# All ombra della barriera corallina



## Tebe (26 Marzo 2015)

Mercoledì mattina, Moustafá Mattia, mi porta il caffè a letto.
Brodaglia raccapricciante di nescafè, ma almeno è caffeina.
Traslo come uno zombie sul terrazzo, che da sul mar rosso, e mentre rollo una canna leggera, osservo rapita quell' azzurro incredibile.
La luce dalle sette del mattino è accecante, e continuando nella giornata diventa "ferente".
Fumo. Bevo. Mi irrito per il vento onnipresente e penso sia un vero peccato non poter fare il bagno.
La spiaggia rocciosa degrada subito sulla barriera corallina. Ci cammini sopra per decine di metri, poi improvvisamente finisce, e fai un salto di circa trenta metri.
In un acqua gelida che ti mummificato all'istante. E per una che nuota come un pesce non è il massimo.
Dopo la dose di caffeina e fumo gentilmente offerto dal barista, vado a fare la vera colazione e poi spiaggia.
Con Mattia camminiamo sulla barriera corallina ammirando un brulicare di vita bellissimo e colorato.
-racchia quarda. Una stella marina!Morde?-
Mi accuccio dove indica, siamo in dieci centimetri d' acqua trasparentissima.
Osservo questa "stella marina" nera, con un corpo perfettamente rotondo da cui si dipanano cinque "braccine" lunghissime e molto mobili.

### MATERIALE FORNITO
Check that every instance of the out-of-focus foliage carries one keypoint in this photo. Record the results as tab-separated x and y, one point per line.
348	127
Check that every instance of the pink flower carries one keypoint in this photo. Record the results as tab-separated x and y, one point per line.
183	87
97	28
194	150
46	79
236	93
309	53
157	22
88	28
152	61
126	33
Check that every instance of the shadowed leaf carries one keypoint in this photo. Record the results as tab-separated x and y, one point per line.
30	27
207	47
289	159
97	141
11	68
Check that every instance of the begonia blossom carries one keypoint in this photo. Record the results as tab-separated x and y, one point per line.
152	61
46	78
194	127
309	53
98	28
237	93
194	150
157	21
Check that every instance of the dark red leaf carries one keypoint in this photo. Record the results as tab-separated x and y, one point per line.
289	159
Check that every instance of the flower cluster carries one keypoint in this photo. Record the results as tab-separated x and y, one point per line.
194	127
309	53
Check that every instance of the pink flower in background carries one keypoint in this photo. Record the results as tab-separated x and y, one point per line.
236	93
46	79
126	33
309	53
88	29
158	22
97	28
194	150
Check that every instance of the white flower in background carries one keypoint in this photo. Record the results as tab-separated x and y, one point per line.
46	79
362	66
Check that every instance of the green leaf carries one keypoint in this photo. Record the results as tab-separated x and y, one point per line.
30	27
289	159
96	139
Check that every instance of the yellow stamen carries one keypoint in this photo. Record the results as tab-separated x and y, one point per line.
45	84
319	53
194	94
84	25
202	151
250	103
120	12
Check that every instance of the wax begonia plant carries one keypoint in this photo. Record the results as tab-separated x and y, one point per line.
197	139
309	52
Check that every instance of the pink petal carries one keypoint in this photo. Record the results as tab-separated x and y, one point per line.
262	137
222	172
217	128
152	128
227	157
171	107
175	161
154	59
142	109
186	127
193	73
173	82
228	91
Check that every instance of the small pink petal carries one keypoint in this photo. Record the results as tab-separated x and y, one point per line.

### ISTRUZIONI
1) Nel racconto sulla barriera corallina, di quanti metri è il salto quando la barriera finisce all'improvviso?
2) Continua il racconto sulla barriera corallina dopo l'ultima frase.

### RISPOSTE
1) Di circa trenta metri.

2)
-Non è una stella marina, è un ofiura-
Mi guarda -Eh?-
Gli sorrido mentre delicatamente faccio planare l'ofiura sul palmo della mano e la tiro fuori dall'acqua -Sono cugine delle stelle marine, ma come vedi sono molto diverse. -
Si allontana, fissando la stella che si avvinghia alle mie dita. Sento le sue piccole spine vetrose grattarmi delicatamente la pelle.
-Ma morde?-
-Si. Di brutto. È anche chiamata ofiura vampiro-
-Mi stai prendendo per il culo.-
-Si. Tieni...- gliela porgo.
Fa uno zumpo indietro degno di Bolle.
-Ma tu sei totalmente fusa di cervello! Stammi lontana con quel mostro! Ma come cazzo fai a toccare tutto!-
Rimetto l'ofiura in acqua e trovo un paguro che sgambetta. Lo prendo. Non è per nulla timido e anzi, si butta fuori dalla conchiglia arrampicandosi sul polso.
È enorme. La conchiglia è grossa come una prugna e lui il doppio.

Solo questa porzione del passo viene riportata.